### Exercise brief
The line holding "If you could pin the wood grain" and all lines that follow it to the end of the data: return these exactly, and nothing more.

Stored items from a collection:
-=-=-=-=-
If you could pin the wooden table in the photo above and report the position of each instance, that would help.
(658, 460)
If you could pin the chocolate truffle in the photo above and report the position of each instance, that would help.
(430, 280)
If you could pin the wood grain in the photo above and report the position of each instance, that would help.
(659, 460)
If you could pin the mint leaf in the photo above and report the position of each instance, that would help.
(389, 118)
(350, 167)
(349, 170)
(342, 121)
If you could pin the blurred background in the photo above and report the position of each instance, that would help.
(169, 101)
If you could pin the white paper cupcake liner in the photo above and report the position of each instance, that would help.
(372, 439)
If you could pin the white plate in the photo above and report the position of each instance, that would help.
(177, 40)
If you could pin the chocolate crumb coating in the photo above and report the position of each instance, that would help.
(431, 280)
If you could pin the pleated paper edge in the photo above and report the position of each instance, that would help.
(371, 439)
-=-=-=-=-
### Problem solution
If you could pin the wood grain in the photo above and report the position of each instance, that would help.
(659, 460)
If you could pin the mint leaf in the photo above and report the position of each instance, that would help.
(389, 118)
(350, 167)
(349, 170)
(342, 121)
If you could pin the blurred background in the photo above and report the position of each instance, that would help.
(169, 101)
If you could pin the white paper cupcake liner in the photo above and report the position of each instance, that would help.
(372, 439)
If you could pin the white plate in the photo above and report the position of each instance, that would help.
(177, 40)
If you could pin the chocolate crumb coating in the photo above and report the position of each instance, that would help.
(431, 280)
If you could pin the pleated paper edge in the photo above and report the position of each instance, that would help.
(371, 439)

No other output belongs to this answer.